→ TEXTO DE REFERÊNCIA:
┄┄┄┄┄┄
A Reitoria da Universidade de São Paulo (USP) está construindo uma cerca no entorno do espaço de convivência conhecido como "Prainha" onde, há cinco décadas, fica a sede do Sindicato dos Trabalhadores (Sintusp). A ação, que foi tomada sem diálogo com estudantes, trabalhadoras e trabalhadores, está sendo vista pela comunidade acadêmica como mais uma ameaça ao sindicato, que se segue à existência uma liminar de reintegração de posse, descoberta em dezembro último.
No dia 21 de dezembro, membros do Sintusp amanheceram com funcionários de uma empresa terceirizada pela universidade cavando buracos e instalando cercas de metal no perímetro da Prainha, que fica atrás do prédio da Reitoria. Lá, também está o Centro Acadêmico da Escola de Comunicações e Artes (ECA) da USP, a Atlética do instituto, além de uma lanchonete.
No início de terça-feira (3), policiais militares compareceram ao local para garantir que a medida da Reitoria de cercar o espaço fosse efetivada, o que foi caracterizado pelos trabalhadores ali presentes como uma prática de “repressão psicológica”. Nesta quarta (4), a maioria das cercas já estava colocada, a despeito dos protestos e das tentativas de diálogo por parte de trabalhadores e estudantes.
“Com isso, ela [a Reitoria] está atacando o direito de todos os trabalhadores da Universidade de organização sindical, uma coisa que foi conquistada pela Constituição. Está tentando expulsar o Sindicato, enfraquecer a organização dos trabalhadores e impedir a resistência a todas as medidas que a Reitoria está levando adiante contra a categoria de trabalhadores da USP, a Universidade, a educação e a saúde pública, tirando creches, benefícios, atacando o ensino e a pesquisa”, defendeu Bruno Gilga Rocha, membro do Sintusp, em transmissão ao vivo feita na página do Facebook do sindicato.
┄┄┄┄┄┄
→ TAREFA PROPOSTA:
Responda com base no texto sobre a cerca na Prainha da USP:
(a) Há quanto tempo a sede do Sintusp fica na Prainha?
(b) Em que dia membros do Sintusp encontraram funcionários terceirizados cavando buracos no perímetro da Prainha?
(c) Onde Bruno Gilga Rocha fez a transmissão ao vivo?

→ Registros de anotação de coordenadas:
┄┄┄┄┄┄
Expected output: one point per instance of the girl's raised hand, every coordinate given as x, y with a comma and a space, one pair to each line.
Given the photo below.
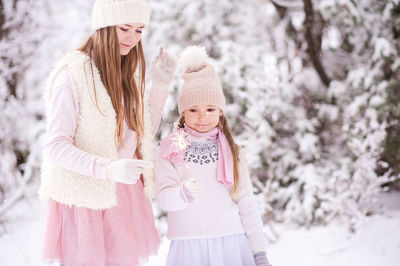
126, 171
162, 69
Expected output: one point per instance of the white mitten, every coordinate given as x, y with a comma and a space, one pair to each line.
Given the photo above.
193, 187
162, 69
126, 171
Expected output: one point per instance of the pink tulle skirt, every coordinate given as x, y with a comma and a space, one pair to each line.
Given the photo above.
122, 235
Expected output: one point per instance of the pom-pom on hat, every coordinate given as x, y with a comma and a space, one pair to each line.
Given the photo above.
201, 85
113, 12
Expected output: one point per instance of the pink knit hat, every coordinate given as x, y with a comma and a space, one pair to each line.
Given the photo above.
201, 84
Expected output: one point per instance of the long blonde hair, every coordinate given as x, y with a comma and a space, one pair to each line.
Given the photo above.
118, 77
225, 128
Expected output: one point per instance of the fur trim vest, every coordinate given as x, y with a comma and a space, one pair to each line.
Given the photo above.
95, 133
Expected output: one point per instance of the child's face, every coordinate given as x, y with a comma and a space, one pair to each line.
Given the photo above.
128, 36
202, 118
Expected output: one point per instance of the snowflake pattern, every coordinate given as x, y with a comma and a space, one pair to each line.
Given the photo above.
202, 152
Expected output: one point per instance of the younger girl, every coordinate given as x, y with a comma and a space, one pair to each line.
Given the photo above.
202, 181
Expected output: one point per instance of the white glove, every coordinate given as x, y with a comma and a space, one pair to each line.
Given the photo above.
126, 171
162, 69
193, 187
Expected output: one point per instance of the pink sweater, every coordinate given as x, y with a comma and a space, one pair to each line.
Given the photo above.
61, 125
212, 213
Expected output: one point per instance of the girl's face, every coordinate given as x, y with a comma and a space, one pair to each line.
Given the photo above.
128, 36
202, 118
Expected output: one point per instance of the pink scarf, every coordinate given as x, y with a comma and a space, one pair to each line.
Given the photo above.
175, 145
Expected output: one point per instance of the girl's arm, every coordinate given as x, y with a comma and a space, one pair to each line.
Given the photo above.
250, 214
162, 69
171, 194
61, 125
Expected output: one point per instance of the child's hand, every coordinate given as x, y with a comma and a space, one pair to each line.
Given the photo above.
162, 69
126, 171
261, 259
193, 186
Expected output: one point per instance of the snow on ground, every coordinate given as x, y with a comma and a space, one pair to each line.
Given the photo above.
375, 242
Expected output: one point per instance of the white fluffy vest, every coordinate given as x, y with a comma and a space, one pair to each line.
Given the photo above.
94, 134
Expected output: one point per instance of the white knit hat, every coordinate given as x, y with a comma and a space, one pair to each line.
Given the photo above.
113, 12
201, 84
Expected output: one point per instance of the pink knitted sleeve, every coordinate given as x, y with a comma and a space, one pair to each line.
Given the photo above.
156, 104
61, 125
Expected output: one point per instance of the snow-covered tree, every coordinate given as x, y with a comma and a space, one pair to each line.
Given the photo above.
33, 34
306, 86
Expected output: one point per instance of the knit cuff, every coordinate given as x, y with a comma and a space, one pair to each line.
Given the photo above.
261, 259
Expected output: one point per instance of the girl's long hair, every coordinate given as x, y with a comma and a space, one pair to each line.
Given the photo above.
118, 77
224, 126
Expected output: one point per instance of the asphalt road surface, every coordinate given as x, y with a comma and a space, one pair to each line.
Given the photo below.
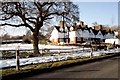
106, 68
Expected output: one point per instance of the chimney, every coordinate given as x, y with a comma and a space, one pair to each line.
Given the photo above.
81, 23
100, 27
75, 26
61, 24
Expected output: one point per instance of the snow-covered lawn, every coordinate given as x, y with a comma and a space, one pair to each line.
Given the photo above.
51, 48
43, 59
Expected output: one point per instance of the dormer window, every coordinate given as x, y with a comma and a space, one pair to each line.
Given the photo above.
61, 29
71, 28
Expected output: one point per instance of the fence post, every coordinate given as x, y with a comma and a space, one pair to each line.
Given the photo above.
17, 60
59, 51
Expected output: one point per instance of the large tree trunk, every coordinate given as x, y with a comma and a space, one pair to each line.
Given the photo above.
35, 42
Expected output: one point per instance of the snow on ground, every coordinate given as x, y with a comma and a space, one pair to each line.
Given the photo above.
51, 48
43, 59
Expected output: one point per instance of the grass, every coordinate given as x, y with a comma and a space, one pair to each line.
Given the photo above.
32, 67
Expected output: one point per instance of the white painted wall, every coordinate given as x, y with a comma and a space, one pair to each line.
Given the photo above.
54, 34
79, 33
117, 41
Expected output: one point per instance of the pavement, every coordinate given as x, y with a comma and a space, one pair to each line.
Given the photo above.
107, 69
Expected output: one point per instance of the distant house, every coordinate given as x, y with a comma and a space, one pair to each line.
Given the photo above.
79, 33
60, 34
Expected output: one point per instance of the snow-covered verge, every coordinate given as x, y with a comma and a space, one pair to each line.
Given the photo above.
43, 59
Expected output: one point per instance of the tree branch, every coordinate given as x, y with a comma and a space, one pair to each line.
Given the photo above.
13, 25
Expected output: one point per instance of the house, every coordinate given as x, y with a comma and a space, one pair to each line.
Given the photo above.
60, 34
79, 33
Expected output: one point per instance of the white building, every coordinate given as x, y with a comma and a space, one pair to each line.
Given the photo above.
78, 34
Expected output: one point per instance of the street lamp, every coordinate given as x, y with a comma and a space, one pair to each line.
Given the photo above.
63, 25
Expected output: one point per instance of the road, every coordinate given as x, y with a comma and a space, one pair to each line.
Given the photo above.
106, 68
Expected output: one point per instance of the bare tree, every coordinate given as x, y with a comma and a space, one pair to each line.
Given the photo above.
34, 15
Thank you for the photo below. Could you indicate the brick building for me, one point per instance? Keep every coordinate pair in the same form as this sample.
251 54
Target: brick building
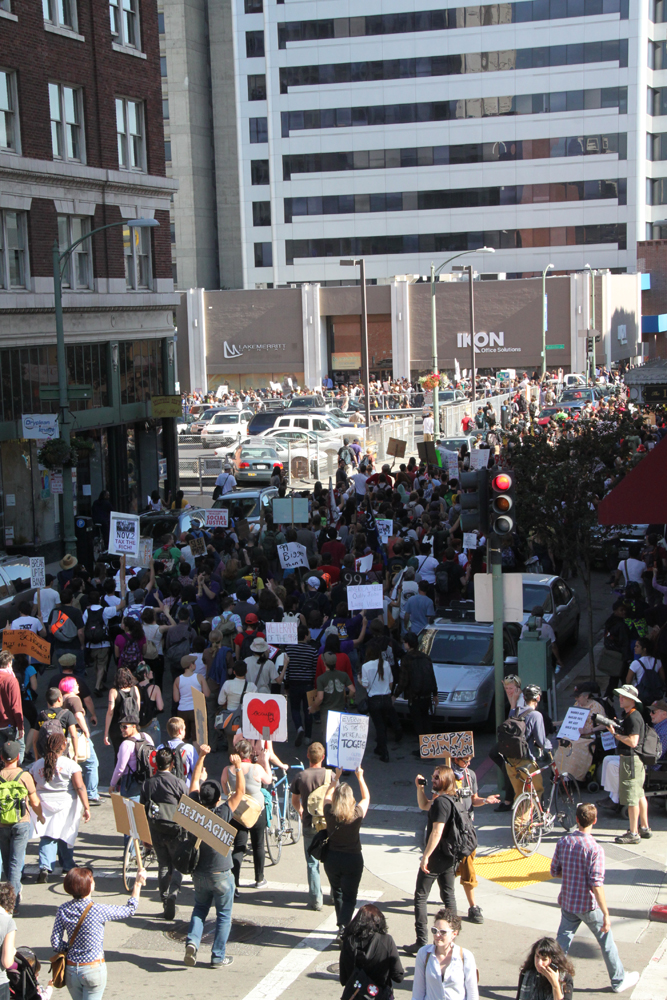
81 147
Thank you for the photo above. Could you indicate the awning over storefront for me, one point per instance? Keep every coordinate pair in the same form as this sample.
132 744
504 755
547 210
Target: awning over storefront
640 498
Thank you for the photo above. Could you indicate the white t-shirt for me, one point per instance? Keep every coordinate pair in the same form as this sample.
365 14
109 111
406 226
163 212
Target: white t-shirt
632 570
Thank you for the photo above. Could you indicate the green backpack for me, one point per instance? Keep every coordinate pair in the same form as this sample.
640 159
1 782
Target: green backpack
13 799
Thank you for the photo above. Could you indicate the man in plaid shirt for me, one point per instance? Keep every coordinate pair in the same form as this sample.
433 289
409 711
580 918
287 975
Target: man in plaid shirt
579 860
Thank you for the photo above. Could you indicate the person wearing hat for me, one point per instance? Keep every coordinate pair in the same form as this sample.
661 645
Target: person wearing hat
623 775
15 831
262 671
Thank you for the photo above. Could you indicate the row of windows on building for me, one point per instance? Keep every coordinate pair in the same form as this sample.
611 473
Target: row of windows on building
24 371
444 19
78 270
123 15
428 156
67 124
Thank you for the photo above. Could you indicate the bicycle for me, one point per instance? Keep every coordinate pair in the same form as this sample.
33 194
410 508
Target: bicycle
530 820
285 821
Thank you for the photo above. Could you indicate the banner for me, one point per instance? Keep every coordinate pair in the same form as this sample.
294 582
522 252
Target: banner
265 717
346 740
292 555
365 598
124 534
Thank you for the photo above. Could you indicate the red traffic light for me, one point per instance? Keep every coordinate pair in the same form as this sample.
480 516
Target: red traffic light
502 482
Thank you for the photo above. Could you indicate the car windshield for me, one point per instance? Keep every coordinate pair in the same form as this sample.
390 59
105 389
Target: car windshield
534 595
470 649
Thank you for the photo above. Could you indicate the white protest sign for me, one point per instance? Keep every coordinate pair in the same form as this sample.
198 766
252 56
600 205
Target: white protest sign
217 518
37 572
124 534
292 555
365 598
288 511
281 632
574 721
265 717
346 740
385 527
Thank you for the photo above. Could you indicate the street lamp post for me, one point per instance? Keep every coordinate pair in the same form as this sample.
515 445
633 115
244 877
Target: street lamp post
549 267
365 376
59 261
434 337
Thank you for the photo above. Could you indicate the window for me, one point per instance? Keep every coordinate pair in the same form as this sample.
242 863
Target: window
136 247
60 12
8 116
259 171
77 272
263 255
259 129
257 87
261 213
254 44
125 22
130 130
65 104
13 250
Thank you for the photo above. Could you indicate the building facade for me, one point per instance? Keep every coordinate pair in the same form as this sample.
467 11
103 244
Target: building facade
81 148
252 338
536 127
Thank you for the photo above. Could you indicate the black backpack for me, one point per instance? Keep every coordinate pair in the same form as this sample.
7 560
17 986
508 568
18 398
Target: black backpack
512 740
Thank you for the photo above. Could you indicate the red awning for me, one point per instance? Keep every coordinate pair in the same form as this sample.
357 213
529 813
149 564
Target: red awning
640 498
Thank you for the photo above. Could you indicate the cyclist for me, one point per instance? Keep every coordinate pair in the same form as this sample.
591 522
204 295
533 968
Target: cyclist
529 746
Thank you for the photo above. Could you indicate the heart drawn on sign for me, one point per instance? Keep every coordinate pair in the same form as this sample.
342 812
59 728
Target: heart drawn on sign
264 715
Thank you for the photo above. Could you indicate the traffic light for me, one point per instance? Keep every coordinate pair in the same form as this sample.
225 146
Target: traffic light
502 514
475 503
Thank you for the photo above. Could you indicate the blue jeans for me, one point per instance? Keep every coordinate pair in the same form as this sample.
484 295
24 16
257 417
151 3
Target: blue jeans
90 769
51 848
569 923
313 865
86 982
216 889
13 842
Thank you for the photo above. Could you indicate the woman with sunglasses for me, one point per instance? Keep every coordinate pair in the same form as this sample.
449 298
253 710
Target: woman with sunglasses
444 970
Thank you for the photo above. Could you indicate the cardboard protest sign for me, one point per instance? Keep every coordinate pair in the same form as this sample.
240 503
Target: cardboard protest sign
281 632
124 534
217 518
265 717
26 642
205 825
201 725
346 739
574 721
384 526
37 572
446 745
365 597
130 817
292 555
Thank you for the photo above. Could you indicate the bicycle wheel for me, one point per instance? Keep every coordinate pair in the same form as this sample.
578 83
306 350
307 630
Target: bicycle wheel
148 861
274 837
567 797
527 823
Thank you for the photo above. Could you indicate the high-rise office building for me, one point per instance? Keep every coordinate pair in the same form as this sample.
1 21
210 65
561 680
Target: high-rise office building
407 132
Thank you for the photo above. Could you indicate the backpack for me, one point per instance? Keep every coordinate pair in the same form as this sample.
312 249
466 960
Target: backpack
460 840
512 736
61 626
13 799
315 803
95 630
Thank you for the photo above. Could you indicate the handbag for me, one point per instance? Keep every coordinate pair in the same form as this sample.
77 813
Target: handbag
59 960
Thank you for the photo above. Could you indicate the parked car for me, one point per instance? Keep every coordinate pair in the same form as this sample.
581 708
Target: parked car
226 427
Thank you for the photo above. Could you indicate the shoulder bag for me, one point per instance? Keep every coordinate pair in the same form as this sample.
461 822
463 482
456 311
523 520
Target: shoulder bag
59 960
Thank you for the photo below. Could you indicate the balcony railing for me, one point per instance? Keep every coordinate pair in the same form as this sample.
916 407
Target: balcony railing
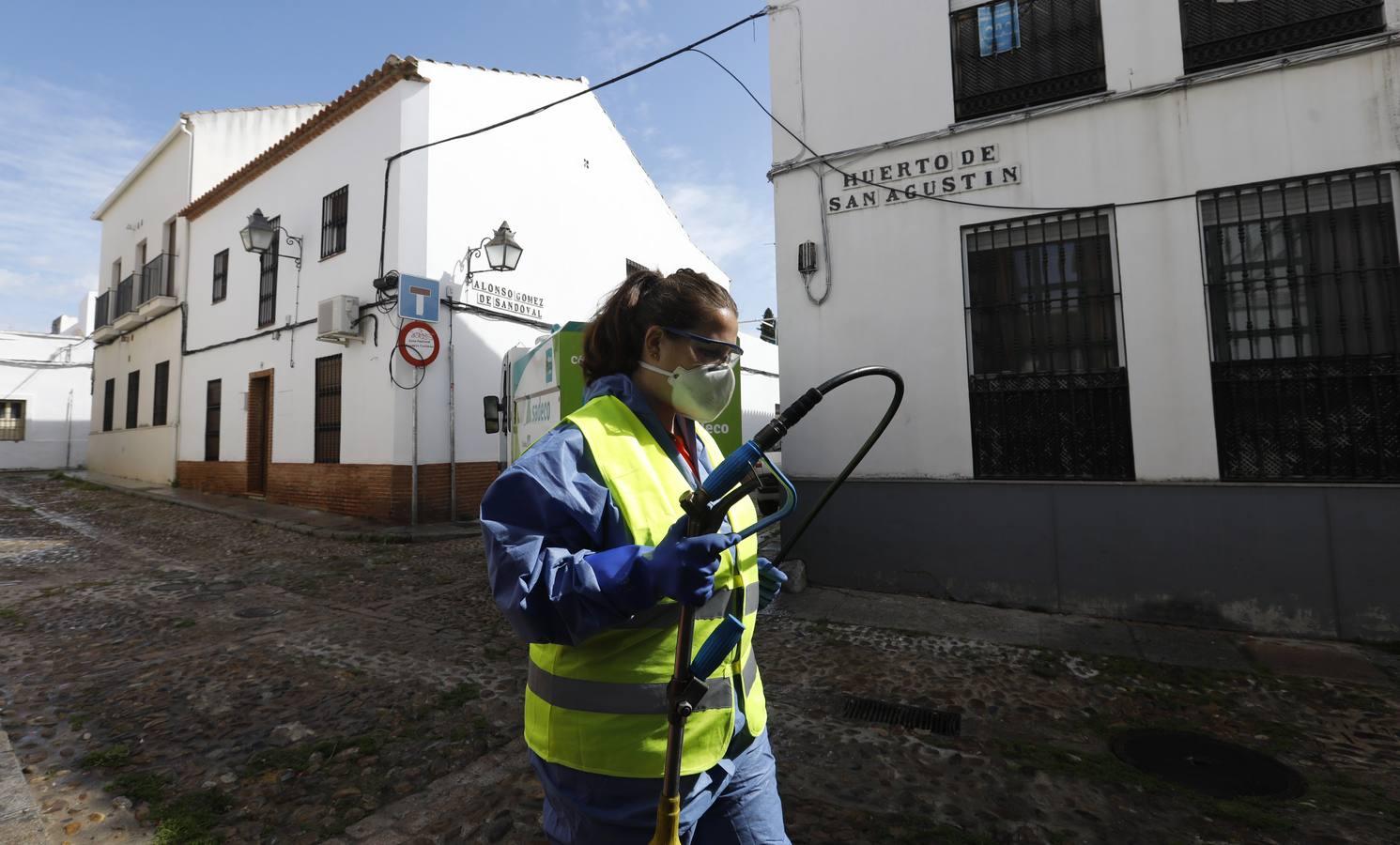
1058 56
125 296
1215 34
156 277
104 311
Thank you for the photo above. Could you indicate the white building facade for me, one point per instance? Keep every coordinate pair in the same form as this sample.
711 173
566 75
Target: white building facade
142 276
270 410
45 394
1137 263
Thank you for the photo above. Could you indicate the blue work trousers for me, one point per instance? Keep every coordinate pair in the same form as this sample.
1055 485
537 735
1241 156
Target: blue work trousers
734 804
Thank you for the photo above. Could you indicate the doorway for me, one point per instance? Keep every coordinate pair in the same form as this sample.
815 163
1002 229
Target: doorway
259 433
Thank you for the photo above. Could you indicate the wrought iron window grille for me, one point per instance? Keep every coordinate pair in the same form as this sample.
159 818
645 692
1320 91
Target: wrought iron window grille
1048 385
1302 288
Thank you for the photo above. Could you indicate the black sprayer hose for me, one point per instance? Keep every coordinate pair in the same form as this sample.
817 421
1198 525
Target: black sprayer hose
869 442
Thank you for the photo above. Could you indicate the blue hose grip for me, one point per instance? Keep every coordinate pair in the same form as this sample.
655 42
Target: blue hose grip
717 647
732 470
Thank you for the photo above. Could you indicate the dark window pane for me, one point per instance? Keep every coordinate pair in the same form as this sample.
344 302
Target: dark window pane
1048 388
328 410
211 407
108 400
1215 34
1303 296
162 393
268 283
220 276
11 420
1053 51
335 210
133 391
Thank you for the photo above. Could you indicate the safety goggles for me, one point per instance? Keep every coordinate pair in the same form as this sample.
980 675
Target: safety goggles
710 351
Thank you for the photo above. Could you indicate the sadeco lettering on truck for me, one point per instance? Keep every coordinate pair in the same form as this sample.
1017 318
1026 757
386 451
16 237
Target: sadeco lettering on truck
544 384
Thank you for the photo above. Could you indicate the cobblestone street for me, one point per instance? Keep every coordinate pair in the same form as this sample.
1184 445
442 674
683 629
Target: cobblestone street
177 676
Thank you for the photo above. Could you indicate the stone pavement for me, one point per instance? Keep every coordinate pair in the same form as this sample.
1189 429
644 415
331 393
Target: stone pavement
304 521
1202 648
179 673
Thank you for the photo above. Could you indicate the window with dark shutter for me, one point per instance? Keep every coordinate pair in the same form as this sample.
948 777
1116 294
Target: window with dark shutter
108 400
133 394
211 407
11 419
268 284
1220 33
335 210
328 410
220 276
1018 54
1049 391
162 392
1302 284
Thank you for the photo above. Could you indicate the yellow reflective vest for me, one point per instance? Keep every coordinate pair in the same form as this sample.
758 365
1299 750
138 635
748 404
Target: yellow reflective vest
601 707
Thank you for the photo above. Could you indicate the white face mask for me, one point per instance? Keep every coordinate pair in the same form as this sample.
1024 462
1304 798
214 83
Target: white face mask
700 392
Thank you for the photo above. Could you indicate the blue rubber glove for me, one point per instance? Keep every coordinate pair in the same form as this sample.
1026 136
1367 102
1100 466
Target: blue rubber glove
681 567
770 581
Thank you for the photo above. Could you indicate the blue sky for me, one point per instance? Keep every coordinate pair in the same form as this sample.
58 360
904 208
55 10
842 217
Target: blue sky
87 88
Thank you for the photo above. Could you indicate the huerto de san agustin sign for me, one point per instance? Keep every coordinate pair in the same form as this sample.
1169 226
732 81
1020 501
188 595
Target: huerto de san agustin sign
975 168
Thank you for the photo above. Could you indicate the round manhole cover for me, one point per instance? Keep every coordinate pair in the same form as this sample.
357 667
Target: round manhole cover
256 613
1207 764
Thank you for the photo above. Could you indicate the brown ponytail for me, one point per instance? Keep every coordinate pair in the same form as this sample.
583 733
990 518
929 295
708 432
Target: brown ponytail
612 340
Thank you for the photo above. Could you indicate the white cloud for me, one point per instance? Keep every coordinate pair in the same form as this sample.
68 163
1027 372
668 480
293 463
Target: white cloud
62 151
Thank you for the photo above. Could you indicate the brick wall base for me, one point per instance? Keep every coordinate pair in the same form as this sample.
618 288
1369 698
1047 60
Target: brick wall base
370 490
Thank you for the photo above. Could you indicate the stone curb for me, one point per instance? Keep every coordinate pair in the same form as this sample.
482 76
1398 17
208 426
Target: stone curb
19 813
393 534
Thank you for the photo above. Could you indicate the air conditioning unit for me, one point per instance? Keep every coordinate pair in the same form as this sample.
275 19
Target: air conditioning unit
336 319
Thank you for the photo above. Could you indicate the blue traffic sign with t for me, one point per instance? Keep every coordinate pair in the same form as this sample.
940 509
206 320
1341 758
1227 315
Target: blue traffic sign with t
419 299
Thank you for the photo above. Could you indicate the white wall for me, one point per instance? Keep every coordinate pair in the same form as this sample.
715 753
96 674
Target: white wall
580 203
146 453
52 376
353 154
898 270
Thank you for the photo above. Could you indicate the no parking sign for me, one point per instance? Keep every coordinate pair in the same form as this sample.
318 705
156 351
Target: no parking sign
418 343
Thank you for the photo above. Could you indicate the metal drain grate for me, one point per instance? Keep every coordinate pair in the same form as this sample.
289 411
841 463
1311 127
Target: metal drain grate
920 718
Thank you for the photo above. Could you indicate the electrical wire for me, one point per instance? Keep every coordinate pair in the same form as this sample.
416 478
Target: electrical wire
822 159
388 164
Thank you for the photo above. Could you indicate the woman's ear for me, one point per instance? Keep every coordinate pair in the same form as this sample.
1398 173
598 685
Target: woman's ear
652 345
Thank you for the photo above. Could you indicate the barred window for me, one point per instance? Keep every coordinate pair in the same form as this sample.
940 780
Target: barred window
11 419
108 400
220 276
211 407
1018 54
162 392
1218 33
268 283
1303 300
133 393
1048 385
328 408
335 211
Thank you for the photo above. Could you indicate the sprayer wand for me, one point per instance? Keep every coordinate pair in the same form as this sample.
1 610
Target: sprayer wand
707 507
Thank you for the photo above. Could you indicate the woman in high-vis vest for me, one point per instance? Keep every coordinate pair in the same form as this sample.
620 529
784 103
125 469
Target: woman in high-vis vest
588 560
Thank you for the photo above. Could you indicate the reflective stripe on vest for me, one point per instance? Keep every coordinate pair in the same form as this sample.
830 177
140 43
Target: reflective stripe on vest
599 707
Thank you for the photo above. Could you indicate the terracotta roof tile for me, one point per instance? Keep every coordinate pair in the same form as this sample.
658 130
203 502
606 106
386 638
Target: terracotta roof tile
381 80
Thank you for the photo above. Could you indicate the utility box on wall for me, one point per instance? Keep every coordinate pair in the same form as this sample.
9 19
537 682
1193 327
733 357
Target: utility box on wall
338 319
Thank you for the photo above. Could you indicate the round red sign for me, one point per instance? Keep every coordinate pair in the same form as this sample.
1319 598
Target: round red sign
418 343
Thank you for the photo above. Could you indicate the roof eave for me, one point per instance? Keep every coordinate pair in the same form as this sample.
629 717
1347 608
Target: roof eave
116 193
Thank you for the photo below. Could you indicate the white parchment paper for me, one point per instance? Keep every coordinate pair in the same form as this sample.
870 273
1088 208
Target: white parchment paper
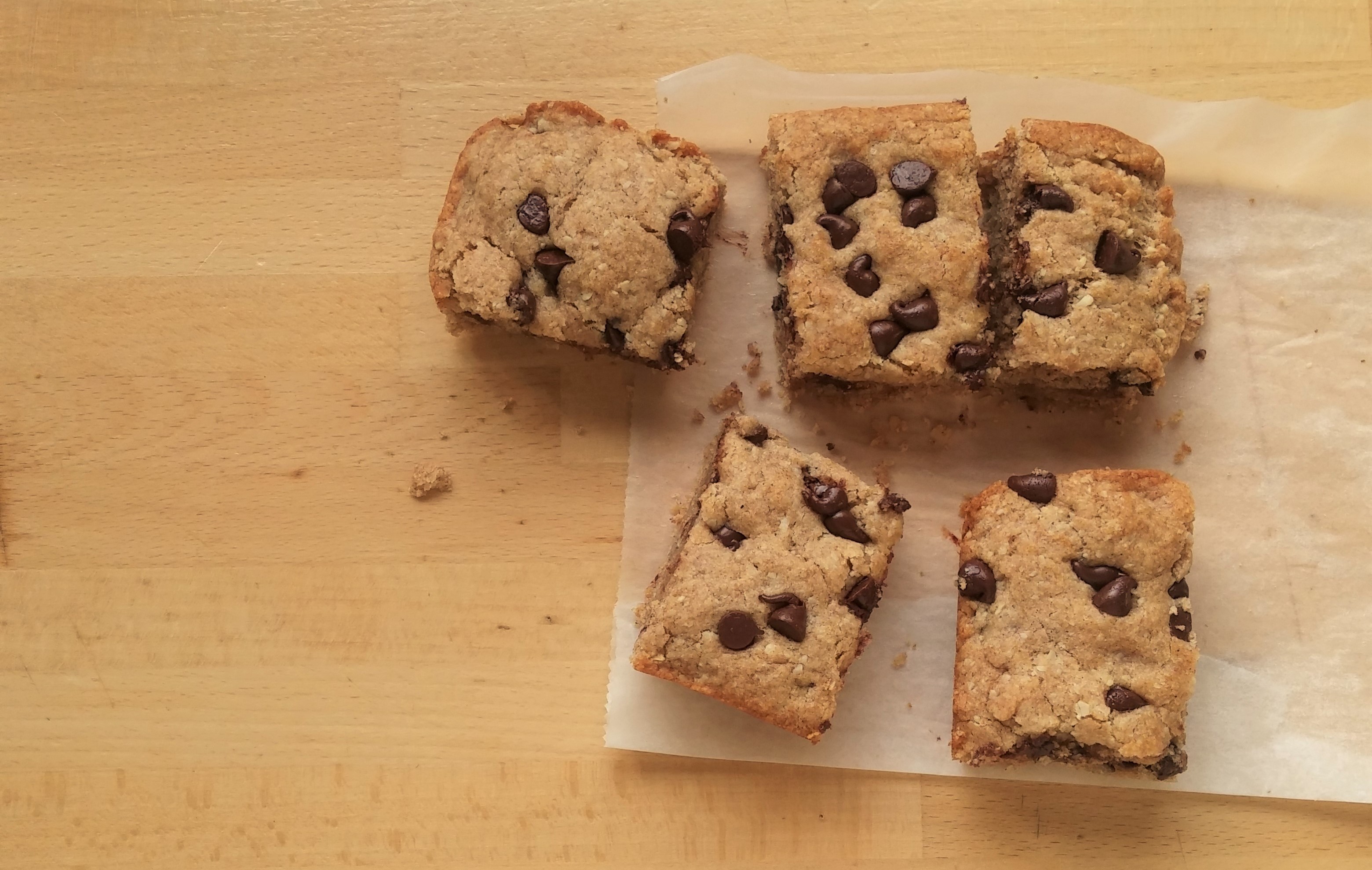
1275 206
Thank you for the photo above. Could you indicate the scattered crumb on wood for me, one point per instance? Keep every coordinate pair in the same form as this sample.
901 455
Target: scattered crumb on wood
430 478
1183 452
729 397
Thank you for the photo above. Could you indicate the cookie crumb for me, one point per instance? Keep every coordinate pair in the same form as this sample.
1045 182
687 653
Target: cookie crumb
429 479
729 397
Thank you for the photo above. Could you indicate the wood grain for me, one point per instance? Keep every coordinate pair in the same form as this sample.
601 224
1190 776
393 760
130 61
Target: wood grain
228 637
┄┄┄┄┄┄
→ RESULTADO DO EXERCÍCIO:
(a) Há cinco décadas.
(b) No dia 21 de dezembro.
(c) Na página do Facebook do sindicato.